**Problem description**
Turn every line of the records below into a Markdown table with two columns, "Row" holding a running number and "Line" holding the line itself, and leave out any blank lines.

**Available data**

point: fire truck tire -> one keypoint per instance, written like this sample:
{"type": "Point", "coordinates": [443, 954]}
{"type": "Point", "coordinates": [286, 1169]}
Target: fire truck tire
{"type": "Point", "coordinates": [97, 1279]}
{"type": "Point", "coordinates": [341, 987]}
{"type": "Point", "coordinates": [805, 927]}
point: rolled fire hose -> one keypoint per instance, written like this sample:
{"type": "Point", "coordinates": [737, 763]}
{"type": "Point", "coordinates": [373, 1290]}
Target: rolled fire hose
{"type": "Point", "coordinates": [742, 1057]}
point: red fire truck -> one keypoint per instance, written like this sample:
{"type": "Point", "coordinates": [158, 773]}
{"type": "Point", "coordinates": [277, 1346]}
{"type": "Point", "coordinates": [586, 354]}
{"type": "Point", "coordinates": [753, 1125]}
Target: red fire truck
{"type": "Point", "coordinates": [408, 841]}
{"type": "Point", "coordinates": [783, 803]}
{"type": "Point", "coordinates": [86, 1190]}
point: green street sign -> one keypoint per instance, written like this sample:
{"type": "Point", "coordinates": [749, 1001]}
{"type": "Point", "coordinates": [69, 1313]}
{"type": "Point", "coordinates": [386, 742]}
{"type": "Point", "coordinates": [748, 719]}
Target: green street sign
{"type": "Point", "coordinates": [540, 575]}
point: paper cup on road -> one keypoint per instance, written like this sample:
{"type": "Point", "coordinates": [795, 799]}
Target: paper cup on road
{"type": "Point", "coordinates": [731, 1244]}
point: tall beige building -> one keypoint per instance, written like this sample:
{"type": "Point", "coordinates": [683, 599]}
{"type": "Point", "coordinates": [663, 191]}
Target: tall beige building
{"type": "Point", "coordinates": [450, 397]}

**Expected answer**
| Row | Line |
|---|---|
| 1 | point: fire truck tire -> one keypoint per instance, written like this sample: |
| 2 | {"type": "Point", "coordinates": [443, 954]} |
| 3 | {"type": "Point", "coordinates": [286, 1169]} |
| 4 | Target: fire truck tire |
| 5 | {"type": "Point", "coordinates": [97, 1279]} |
| 6 | {"type": "Point", "coordinates": [341, 987]} |
| 7 | {"type": "Point", "coordinates": [805, 927]} |
| 8 | point: rolled fire hose -> one keypoint per instance, written like this sample: |
| 9 | {"type": "Point", "coordinates": [737, 763]} |
| 10 | {"type": "Point", "coordinates": [373, 1290]} |
| 11 | Target: rolled fire hose |
| 12 | {"type": "Point", "coordinates": [742, 1057]} |
| 13 | point: red fire truck -> one keypoint per instance, written like this sample: |
| 14 | {"type": "Point", "coordinates": [158, 773]} |
| 15 | {"type": "Point", "coordinates": [277, 1346]} |
| 16 | {"type": "Point", "coordinates": [586, 354]} |
| 17 | {"type": "Point", "coordinates": [753, 1125]} |
| 18 | Target: red fire truck |
| 19 | {"type": "Point", "coordinates": [408, 841]} |
| 20 | {"type": "Point", "coordinates": [783, 803]} |
| 21 | {"type": "Point", "coordinates": [86, 1190]} |
| 22 | point: green street sign -> one keypoint per instance, written like this sample: |
| 23 | {"type": "Point", "coordinates": [749, 1001]} |
| 24 | {"type": "Point", "coordinates": [69, 1313]} |
| 25 | {"type": "Point", "coordinates": [386, 742]} |
| 26 | {"type": "Point", "coordinates": [748, 719]} |
| 27 | Target: green street sign |
| 28 | {"type": "Point", "coordinates": [540, 575]} |
| 29 | point: paper cup on road -> one keypoint per instance, written like this sample: |
| 30 | {"type": "Point", "coordinates": [795, 799]} |
| 31 | Target: paper cup on road |
| 32 | {"type": "Point", "coordinates": [731, 1244]} |
| 33 | point: tall beige building -> one keypoint per instance, written like this sample: |
| 34 | {"type": "Point", "coordinates": [683, 599]} |
| 35 | {"type": "Point", "coordinates": [663, 191]} |
| 36 | Target: tall beige building |
| 37 | {"type": "Point", "coordinates": [450, 397]} |